Whether you’re hosting a small gathering of friends or simply decompressing after a long day at the office, knowing the best cheese for wine can make all the difference to your taste buds.
Wine and cheese are a classic culinary duo. But pairing wine and cheese is an art, and finding the best cheese for the wine you are serving can be a difficult task. Books, magazines, and online tutorials are devoted to educating people on the best wine and cheese pairings, and experts regularly teach classes to help foodies ensure the flavors and textures of this traditional combination are complementary.
Don’t get overwhelmed with information overload. To narrow your options and enable you to check one more task off your pre-party to-do list, the cheese crafters at Cheese Brothers established a definitive guide to the best cheese to serve with wine. Cheese Brothers is an innovative eCommerce specialty cheese business that offers homemade Wisconsin cheeses and specialty products for purchase on its website, as well as a subscription-based service.
As part of our guide to the best cheese for wine, Cheese Brothers explores both accessible and unexpected pairings for whatever wine or cheese you have on hand. Let’s start with the basics.
If you are in a hurry and just want a brief overview, Cheese Brothers has you covered. The texture of your cheese can help you quickly pick the best bottle of wine to serve to your guests. Here’s a simple guide to follow if you are crunched for time.
Hard Cheese: If you are serving a hard cheese, likeparmesan, pecorino, or manchego, your best bet is to serve a robust red wine, like cabernet sauvignon, zinfandel, or rioja.
Semi-Hard Cheese: Semi-hard cheeses, such as cheddar, provolone, and colby, are traditional American favorites and should take center stage on your charcuterie platter. These popular cheeses taste best when they are paired with a classic merlot or chardonnay.
Soft Cheese:A soft cheese, such as brie or mozzarella, pairs well with a Champagne, dry rosé, or crisp sauvignon blanc. Don’t forget the crackers!
Blue Cheese: If you are serving blue cheese, it’s likely you’ve got some adventurous palates. Blue cheese is salty and marbled with veins of mold featuring a blue hue. Serve blue cheese with sweet wines like prosecco, pinot noir, malbec, or port.
Now that we’ve covered the basics, it’s time to dig a little deeper to expand your palate and satisfy your cravings with the best cheese for wine classics. We compiled a list of some wine and cheese pairings designed to satisfy your cravings and your appetite.

┄┄┄┄┄┄┄┄┄┄

> [CHALLENGE] In the cheese and wine guide, which wines are recommended with semi-hard cheeses?

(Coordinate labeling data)
┄┄┄┄┄┄┄┄┄┄

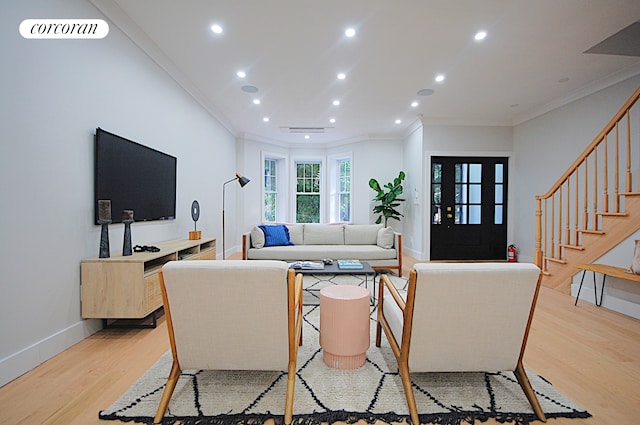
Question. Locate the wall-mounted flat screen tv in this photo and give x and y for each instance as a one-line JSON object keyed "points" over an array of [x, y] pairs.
{"points": [[134, 177]]}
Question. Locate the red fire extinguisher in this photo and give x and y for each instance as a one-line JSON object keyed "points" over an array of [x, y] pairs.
{"points": [[512, 256]]}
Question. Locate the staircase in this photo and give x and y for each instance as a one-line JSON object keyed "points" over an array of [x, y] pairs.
{"points": [[593, 206]]}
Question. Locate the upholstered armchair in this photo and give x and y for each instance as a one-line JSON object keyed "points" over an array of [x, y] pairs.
{"points": [[460, 317], [232, 315]]}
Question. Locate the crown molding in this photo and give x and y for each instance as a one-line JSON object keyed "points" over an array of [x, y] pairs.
{"points": [[131, 30]]}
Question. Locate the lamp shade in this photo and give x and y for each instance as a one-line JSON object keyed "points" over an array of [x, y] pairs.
{"points": [[242, 180]]}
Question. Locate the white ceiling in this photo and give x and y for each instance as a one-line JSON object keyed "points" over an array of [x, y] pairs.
{"points": [[531, 60]]}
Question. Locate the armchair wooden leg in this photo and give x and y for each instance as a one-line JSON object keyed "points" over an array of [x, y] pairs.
{"points": [[408, 391], [288, 405], [523, 380], [167, 393]]}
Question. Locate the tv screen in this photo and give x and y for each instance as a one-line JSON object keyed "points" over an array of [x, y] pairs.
{"points": [[134, 177]]}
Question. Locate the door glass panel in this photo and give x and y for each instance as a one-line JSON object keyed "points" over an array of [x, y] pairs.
{"points": [[499, 173], [475, 173], [498, 215], [468, 196], [474, 214], [475, 193], [436, 193]]}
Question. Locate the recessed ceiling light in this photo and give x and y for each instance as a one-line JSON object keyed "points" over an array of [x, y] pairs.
{"points": [[249, 89], [480, 35], [425, 92]]}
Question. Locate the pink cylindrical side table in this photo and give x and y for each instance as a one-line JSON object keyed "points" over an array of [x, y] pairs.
{"points": [[344, 325]]}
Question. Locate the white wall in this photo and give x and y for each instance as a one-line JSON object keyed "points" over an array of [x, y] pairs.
{"points": [[416, 193], [546, 146], [54, 94]]}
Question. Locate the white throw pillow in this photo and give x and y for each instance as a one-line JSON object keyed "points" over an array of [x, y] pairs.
{"points": [[385, 237], [257, 237], [361, 234]]}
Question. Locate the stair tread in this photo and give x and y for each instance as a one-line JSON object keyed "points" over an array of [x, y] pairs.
{"points": [[576, 247]]}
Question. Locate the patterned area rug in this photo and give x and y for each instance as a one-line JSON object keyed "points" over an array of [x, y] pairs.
{"points": [[325, 395]]}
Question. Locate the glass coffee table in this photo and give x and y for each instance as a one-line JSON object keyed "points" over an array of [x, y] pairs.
{"points": [[334, 269]]}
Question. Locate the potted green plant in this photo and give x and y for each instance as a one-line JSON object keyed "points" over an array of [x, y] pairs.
{"points": [[388, 199]]}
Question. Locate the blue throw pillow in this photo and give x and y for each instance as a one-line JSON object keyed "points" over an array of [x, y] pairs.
{"points": [[276, 235]]}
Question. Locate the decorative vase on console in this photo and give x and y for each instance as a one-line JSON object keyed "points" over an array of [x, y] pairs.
{"points": [[127, 219]]}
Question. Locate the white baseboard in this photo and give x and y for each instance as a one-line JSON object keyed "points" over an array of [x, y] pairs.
{"points": [[13, 366]]}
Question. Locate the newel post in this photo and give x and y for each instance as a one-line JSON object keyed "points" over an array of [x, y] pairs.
{"points": [[538, 254]]}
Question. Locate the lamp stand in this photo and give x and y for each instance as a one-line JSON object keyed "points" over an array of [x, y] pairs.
{"points": [[242, 181]]}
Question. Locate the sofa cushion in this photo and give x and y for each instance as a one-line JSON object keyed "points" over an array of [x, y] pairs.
{"points": [[361, 234], [323, 234], [276, 235], [296, 233], [319, 252], [385, 238], [257, 237]]}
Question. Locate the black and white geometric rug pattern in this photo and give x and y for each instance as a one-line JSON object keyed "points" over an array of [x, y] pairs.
{"points": [[325, 395]]}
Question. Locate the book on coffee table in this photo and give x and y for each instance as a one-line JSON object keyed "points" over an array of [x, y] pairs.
{"points": [[350, 264], [307, 265]]}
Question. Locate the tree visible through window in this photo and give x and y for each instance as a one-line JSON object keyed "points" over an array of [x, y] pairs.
{"points": [[308, 192], [270, 190], [345, 189]]}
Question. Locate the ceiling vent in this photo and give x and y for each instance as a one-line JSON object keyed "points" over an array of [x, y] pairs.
{"points": [[305, 130]]}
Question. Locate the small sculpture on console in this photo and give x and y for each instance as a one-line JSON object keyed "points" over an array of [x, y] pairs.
{"points": [[127, 219], [104, 219]]}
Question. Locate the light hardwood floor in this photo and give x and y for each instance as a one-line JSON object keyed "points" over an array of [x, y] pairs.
{"points": [[589, 353]]}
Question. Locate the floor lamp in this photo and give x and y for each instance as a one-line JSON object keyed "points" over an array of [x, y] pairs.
{"points": [[242, 181]]}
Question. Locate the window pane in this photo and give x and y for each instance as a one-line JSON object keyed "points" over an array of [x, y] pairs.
{"points": [[436, 189], [461, 173], [499, 189], [270, 206], [474, 214], [461, 194], [498, 215], [308, 209], [475, 173], [436, 173], [475, 194], [499, 173], [436, 214], [461, 214], [345, 207]]}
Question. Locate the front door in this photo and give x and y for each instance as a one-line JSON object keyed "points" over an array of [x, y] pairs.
{"points": [[468, 208]]}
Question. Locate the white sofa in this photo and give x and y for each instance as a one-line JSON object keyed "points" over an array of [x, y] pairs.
{"points": [[379, 246]]}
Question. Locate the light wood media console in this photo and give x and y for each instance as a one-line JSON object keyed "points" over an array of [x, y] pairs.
{"points": [[128, 287]]}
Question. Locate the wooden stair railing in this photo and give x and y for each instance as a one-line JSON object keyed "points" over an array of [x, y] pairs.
{"points": [[597, 186]]}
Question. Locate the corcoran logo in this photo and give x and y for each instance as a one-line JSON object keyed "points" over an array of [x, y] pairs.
{"points": [[64, 28]]}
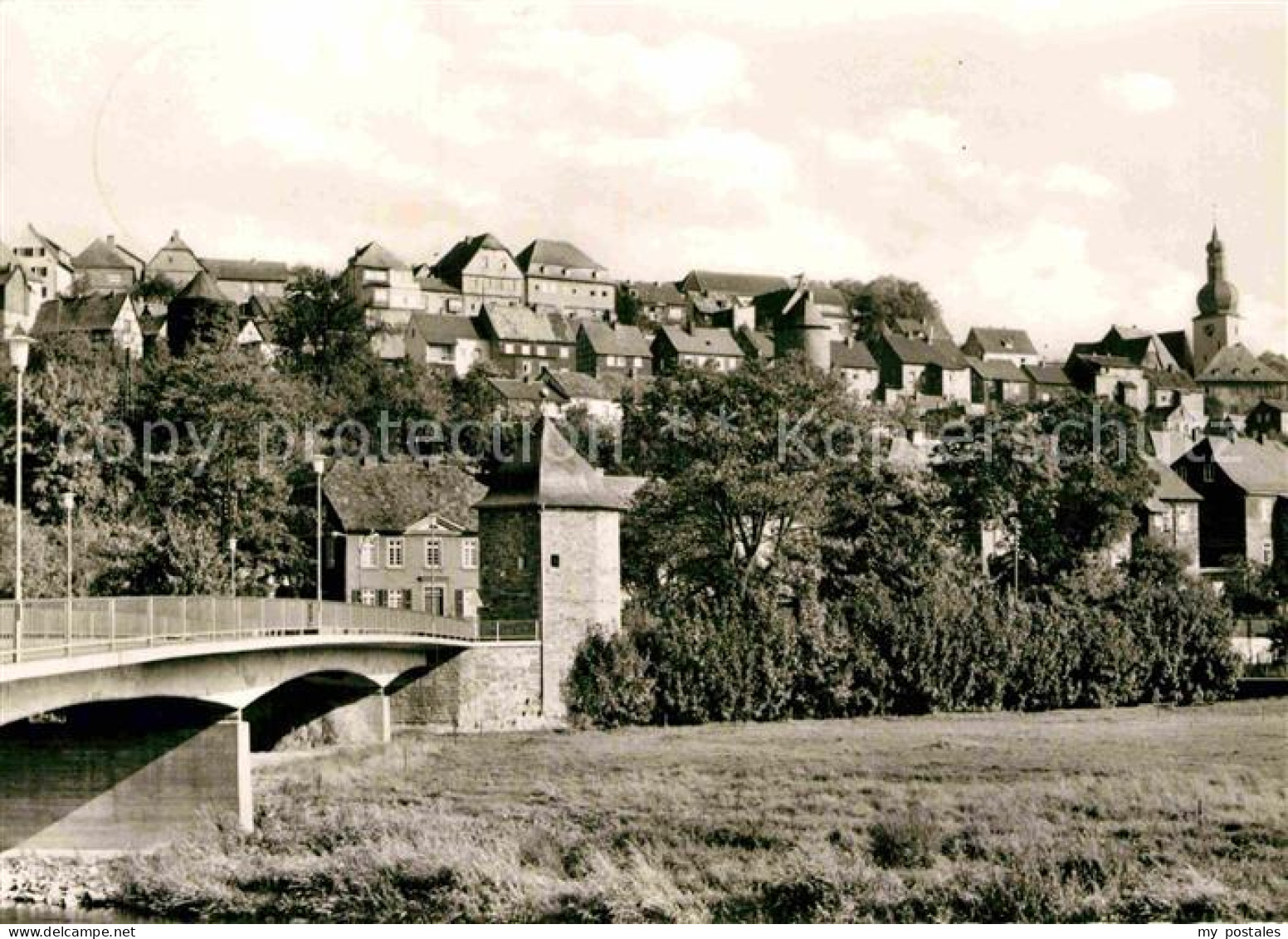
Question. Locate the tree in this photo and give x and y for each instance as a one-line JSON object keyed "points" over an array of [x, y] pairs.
{"points": [[879, 303]]}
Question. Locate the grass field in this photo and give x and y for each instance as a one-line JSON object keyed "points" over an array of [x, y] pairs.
{"points": [[1134, 814]]}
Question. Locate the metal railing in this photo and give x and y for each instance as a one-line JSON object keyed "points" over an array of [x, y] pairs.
{"points": [[85, 626]]}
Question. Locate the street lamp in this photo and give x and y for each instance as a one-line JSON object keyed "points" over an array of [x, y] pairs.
{"points": [[319, 469], [20, 350], [69, 508]]}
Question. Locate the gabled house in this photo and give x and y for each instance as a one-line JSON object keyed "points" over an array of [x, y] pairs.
{"points": [[998, 345], [107, 318], [695, 348], [242, 280], [998, 382], [621, 350], [562, 278], [1245, 490], [446, 341], [1171, 513], [106, 266], [858, 369], [1267, 418], [523, 341], [658, 303], [46, 264], [485, 271], [402, 535], [174, 262]]}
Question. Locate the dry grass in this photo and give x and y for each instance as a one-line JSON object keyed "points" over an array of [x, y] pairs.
{"points": [[1134, 814]]}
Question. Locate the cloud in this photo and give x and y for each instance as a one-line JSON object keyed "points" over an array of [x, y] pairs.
{"points": [[1078, 180], [1140, 91]]}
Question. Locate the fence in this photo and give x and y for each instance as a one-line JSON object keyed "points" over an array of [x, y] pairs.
{"points": [[81, 626]]}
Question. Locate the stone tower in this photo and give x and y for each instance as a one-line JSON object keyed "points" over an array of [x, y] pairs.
{"points": [[802, 327], [1217, 324], [550, 550]]}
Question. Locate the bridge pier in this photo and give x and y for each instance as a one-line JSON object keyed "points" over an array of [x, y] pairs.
{"points": [[121, 775]]}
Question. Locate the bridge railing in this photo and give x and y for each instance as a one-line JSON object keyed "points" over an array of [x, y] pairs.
{"points": [[83, 626]]}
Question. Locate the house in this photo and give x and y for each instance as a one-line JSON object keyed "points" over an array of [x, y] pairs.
{"points": [[621, 350], [107, 318], [858, 367], [446, 341], [921, 371], [1047, 382], [1171, 513], [388, 292], [1239, 380], [46, 264], [174, 262], [695, 348], [562, 278], [16, 298], [106, 266], [658, 303], [242, 280], [1267, 418], [1245, 490], [998, 382], [523, 341], [402, 535], [485, 271], [998, 345]]}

┄┄┄┄┄┄┄┄┄┄

> [TASK OUTPUT] A classic merlot or chardonnay.